Stored data:

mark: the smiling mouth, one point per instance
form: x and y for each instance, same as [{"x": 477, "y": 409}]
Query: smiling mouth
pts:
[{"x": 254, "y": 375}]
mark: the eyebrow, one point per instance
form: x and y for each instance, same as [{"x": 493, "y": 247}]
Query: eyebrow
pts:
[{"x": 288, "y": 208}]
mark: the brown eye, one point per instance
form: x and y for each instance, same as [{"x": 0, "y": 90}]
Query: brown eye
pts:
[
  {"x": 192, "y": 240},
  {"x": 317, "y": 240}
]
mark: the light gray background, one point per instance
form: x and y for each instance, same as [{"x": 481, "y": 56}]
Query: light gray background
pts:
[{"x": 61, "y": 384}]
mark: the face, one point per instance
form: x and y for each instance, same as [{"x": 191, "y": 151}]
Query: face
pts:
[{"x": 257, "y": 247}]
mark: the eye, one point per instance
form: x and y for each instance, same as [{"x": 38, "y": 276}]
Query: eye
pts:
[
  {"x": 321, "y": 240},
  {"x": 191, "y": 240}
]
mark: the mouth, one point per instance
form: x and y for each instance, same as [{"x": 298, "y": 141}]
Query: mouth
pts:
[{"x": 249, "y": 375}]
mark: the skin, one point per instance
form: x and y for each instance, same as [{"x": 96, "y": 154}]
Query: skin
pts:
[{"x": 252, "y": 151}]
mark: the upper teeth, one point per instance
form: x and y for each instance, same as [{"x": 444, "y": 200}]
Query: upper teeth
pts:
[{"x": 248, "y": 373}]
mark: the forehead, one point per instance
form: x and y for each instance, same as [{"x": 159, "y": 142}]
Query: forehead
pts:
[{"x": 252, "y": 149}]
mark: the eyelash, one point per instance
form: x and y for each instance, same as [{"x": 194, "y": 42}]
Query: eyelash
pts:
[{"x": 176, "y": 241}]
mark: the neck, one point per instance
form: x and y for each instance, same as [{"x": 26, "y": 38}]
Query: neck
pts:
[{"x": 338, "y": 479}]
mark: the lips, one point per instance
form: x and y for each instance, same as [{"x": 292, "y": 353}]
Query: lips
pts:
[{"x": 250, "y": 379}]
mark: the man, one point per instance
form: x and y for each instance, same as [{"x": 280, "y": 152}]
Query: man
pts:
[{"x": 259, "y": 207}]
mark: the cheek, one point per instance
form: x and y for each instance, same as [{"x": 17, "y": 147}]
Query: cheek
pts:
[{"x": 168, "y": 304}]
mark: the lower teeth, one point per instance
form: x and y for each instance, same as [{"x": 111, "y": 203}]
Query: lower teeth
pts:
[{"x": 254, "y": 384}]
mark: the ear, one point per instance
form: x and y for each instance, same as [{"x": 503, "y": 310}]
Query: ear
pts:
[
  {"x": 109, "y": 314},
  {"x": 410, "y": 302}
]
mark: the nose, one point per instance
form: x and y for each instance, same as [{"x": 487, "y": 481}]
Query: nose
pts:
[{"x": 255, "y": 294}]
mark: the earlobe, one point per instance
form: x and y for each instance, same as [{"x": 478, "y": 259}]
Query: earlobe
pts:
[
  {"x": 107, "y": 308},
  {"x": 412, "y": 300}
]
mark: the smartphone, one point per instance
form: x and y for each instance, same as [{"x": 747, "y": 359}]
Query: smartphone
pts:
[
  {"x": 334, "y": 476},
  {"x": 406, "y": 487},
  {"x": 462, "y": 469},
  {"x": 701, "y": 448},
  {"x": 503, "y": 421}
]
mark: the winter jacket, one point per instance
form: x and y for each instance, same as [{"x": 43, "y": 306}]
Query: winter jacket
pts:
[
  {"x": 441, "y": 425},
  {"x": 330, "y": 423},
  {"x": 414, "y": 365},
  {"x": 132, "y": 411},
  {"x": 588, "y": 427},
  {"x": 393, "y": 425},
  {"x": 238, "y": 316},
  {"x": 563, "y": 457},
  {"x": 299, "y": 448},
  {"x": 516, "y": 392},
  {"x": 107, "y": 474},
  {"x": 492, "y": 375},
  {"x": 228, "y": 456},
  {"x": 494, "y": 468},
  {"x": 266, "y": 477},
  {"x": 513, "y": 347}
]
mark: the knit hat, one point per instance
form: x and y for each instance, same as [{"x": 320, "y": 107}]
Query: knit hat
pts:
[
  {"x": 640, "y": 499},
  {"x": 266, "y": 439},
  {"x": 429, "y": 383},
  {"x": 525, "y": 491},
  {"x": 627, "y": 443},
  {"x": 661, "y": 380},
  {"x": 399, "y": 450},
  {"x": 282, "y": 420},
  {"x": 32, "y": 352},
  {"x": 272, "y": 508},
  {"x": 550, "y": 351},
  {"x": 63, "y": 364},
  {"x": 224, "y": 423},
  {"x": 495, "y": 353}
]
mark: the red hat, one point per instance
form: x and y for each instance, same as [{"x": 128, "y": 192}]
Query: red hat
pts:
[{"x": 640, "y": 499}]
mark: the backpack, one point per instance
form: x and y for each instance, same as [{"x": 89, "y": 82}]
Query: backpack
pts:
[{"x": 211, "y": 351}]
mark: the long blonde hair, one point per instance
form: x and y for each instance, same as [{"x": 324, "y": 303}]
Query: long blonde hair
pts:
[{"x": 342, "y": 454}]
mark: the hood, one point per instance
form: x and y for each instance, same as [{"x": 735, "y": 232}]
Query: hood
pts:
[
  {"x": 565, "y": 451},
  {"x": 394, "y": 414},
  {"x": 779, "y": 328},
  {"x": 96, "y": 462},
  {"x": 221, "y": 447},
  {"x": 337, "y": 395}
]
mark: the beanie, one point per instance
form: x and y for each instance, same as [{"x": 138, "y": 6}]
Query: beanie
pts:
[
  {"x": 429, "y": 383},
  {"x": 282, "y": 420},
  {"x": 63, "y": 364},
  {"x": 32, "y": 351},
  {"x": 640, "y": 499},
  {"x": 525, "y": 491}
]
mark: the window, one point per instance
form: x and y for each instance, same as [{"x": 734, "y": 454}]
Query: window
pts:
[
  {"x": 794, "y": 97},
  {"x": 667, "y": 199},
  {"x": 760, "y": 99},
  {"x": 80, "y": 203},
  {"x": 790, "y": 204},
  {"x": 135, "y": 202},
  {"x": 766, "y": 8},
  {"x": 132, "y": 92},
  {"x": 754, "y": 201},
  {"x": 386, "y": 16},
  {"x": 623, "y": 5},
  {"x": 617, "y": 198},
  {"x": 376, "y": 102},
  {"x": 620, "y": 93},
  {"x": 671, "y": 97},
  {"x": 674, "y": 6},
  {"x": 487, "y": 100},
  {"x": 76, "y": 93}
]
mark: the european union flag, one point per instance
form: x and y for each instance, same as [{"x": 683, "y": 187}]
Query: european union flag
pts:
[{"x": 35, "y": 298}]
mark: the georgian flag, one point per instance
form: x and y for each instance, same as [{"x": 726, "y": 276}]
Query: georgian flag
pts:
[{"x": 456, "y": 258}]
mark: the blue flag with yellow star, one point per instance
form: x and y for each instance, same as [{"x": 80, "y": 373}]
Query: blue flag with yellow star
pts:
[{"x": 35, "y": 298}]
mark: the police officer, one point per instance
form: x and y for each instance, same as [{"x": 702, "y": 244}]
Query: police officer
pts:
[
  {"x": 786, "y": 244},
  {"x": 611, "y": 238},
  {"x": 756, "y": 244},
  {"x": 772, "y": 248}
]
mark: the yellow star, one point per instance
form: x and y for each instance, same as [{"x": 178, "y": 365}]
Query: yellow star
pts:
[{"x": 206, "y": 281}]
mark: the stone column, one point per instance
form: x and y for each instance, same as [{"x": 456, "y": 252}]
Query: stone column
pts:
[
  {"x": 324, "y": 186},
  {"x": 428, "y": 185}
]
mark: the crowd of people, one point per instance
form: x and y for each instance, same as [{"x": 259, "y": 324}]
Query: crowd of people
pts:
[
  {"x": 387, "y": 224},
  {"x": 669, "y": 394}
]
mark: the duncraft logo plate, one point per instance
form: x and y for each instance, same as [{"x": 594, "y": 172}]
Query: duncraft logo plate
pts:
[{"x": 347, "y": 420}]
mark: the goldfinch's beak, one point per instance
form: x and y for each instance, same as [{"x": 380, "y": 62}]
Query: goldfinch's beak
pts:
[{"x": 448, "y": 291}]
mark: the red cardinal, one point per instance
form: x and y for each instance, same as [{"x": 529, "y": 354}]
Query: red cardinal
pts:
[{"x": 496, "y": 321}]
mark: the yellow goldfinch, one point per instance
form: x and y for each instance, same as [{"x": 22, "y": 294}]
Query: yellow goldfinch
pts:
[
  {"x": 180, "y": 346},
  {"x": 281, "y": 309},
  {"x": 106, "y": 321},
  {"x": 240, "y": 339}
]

Your objective: A single number is expected: how many lines in the entries contain "teeth".

Solution to the problem: 4